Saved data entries
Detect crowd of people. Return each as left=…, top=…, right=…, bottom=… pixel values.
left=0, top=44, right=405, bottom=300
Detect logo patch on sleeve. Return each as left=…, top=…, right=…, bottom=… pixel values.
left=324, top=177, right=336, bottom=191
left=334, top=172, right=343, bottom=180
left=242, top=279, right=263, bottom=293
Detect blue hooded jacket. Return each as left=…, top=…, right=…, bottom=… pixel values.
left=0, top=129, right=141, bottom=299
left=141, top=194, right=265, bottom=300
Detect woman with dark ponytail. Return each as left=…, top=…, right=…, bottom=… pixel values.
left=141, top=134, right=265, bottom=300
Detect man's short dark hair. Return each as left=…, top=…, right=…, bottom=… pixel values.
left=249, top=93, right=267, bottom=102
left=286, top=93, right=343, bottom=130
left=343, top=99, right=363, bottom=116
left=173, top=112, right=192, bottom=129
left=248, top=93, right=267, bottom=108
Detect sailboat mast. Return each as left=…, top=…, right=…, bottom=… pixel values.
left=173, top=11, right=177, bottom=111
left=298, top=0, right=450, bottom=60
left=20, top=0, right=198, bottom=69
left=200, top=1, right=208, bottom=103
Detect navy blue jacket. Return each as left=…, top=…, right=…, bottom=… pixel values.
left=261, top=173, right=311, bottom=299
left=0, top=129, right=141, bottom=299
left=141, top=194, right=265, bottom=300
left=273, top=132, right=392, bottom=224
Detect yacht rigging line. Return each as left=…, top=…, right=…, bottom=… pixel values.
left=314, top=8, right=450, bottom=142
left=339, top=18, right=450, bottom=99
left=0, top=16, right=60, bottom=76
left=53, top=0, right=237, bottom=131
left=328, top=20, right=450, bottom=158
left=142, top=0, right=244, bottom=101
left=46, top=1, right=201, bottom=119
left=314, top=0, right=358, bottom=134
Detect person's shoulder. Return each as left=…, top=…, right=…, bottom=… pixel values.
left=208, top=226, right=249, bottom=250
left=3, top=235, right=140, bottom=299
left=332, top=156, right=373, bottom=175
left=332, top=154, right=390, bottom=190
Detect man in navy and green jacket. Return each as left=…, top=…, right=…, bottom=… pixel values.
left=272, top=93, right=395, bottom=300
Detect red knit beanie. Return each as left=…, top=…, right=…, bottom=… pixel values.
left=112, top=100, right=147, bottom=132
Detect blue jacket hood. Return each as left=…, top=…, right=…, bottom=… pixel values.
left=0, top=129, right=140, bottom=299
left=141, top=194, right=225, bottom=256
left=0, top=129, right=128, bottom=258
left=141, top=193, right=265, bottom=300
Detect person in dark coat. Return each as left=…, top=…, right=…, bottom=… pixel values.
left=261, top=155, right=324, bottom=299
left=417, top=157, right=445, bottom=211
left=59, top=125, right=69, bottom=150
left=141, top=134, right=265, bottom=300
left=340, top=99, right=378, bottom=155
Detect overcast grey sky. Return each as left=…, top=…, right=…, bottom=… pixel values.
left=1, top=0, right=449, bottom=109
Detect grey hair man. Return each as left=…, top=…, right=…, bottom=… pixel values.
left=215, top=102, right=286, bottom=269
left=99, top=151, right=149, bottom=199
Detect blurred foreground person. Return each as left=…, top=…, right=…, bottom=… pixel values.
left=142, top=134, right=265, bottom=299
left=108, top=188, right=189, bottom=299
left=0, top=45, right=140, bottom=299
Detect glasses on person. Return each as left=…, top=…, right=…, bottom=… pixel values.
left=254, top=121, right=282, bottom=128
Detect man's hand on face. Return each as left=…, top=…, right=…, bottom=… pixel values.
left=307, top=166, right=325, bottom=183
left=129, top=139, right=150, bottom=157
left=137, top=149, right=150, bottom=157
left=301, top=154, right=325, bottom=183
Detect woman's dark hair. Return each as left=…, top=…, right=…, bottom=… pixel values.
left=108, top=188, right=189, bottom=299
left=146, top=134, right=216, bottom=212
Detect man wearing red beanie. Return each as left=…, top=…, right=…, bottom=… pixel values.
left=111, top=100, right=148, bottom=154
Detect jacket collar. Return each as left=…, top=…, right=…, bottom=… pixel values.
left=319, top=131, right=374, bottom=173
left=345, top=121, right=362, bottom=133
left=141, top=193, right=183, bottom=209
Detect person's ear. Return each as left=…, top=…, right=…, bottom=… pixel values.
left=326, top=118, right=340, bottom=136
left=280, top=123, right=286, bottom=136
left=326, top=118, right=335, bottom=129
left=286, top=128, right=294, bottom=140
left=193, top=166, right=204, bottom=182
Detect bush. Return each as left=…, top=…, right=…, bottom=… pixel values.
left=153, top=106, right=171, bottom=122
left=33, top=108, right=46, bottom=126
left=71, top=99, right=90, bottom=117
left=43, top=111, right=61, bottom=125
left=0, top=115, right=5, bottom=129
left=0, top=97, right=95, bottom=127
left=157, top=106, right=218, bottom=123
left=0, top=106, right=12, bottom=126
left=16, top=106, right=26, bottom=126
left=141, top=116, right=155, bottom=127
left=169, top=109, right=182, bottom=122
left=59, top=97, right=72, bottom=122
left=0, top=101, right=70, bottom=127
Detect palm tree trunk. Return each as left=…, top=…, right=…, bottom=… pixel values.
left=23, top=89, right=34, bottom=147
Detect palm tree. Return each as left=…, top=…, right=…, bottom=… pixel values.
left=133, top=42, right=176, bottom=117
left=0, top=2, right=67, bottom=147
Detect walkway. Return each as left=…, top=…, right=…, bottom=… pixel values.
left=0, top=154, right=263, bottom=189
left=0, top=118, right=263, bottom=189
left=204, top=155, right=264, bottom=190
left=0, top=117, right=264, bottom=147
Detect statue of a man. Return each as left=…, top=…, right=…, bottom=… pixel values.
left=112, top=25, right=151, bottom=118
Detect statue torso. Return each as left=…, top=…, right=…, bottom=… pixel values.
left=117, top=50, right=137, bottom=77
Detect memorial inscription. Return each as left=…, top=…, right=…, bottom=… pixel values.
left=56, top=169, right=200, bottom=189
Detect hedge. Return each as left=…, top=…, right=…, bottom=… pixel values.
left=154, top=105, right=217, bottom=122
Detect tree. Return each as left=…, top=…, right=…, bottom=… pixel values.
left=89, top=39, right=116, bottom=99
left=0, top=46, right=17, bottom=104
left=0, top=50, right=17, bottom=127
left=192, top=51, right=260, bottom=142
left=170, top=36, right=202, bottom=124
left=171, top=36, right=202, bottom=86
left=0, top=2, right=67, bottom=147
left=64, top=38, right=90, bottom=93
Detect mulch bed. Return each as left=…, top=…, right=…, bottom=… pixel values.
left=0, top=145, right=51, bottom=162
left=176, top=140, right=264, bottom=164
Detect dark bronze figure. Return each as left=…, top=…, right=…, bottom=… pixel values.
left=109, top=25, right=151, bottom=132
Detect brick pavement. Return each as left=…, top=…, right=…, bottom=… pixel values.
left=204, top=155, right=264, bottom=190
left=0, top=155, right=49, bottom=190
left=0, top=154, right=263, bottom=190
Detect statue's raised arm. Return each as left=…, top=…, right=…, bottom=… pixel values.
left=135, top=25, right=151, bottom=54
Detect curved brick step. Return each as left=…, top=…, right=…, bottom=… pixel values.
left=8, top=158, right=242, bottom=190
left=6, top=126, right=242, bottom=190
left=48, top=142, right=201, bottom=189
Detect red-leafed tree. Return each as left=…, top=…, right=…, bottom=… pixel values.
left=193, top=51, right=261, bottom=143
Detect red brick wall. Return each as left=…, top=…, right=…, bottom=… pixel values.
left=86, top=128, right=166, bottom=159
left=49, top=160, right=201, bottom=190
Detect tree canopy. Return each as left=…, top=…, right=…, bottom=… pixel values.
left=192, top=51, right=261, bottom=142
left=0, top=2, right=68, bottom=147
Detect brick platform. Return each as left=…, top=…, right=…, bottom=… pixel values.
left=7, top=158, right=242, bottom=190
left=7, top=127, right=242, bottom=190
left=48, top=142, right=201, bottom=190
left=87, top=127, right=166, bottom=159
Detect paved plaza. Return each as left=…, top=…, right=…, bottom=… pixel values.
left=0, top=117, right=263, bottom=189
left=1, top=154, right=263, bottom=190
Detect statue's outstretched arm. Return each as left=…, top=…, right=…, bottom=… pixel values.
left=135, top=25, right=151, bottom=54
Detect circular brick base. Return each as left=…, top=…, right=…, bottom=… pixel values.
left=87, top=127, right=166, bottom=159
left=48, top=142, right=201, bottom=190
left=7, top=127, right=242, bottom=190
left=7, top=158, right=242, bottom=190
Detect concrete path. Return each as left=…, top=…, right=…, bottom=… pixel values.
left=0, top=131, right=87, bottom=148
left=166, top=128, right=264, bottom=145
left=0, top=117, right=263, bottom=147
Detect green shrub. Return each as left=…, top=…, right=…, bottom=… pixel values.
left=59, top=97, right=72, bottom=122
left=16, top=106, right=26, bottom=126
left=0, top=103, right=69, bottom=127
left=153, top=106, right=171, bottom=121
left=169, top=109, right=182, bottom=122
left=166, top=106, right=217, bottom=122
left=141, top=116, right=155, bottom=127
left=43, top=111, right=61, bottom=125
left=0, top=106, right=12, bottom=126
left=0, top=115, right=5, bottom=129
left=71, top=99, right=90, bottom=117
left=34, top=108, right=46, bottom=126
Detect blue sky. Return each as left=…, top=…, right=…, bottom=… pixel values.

Work order
Beginning at the line that holds "Detect paved plaza.", write out word for word each line through the end of the records.

Task answer
Detect paved plaza. Return each as left=…, top=…, right=…, bottom=… pixel values.
left=0, top=117, right=263, bottom=189
left=1, top=154, right=263, bottom=190
Detect statue's outstretched arm. Return each as left=…, top=…, right=…, bottom=… pixel values.
left=135, top=25, right=151, bottom=54
Detect circular brick base. Return each as left=…, top=…, right=…, bottom=… pixel values.
left=87, top=127, right=166, bottom=159
left=48, top=142, right=201, bottom=190
left=7, top=127, right=242, bottom=190
left=7, top=158, right=242, bottom=190
Detect concrete path. Return each as left=…, top=…, right=…, bottom=… pixel values.
left=0, top=131, right=87, bottom=148
left=166, top=128, right=264, bottom=145
left=0, top=117, right=263, bottom=147
Detect green shrub. Return each as left=…, top=…, right=…, bottom=… pixel values.
left=59, top=97, right=72, bottom=122
left=16, top=106, right=26, bottom=126
left=0, top=103, right=69, bottom=127
left=153, top=106, right=171, bottom=121
left=169, top=109, right=182, bottom=122
left=166, top=106, right=217, bottom=122
left=141, top=116, right=155, bottom=127
left=43, top=111, right=61, bottom=125
left=0, top=106, right=12, bottom=126
left=0, top=115, right=5, bottom=129
left=71, top=99, right=90, bottom=117
left=34, top=108, right=46, bottom=126
Detect blue sky. Return each as left=…, top=…, right=…, bottom=… pixel values.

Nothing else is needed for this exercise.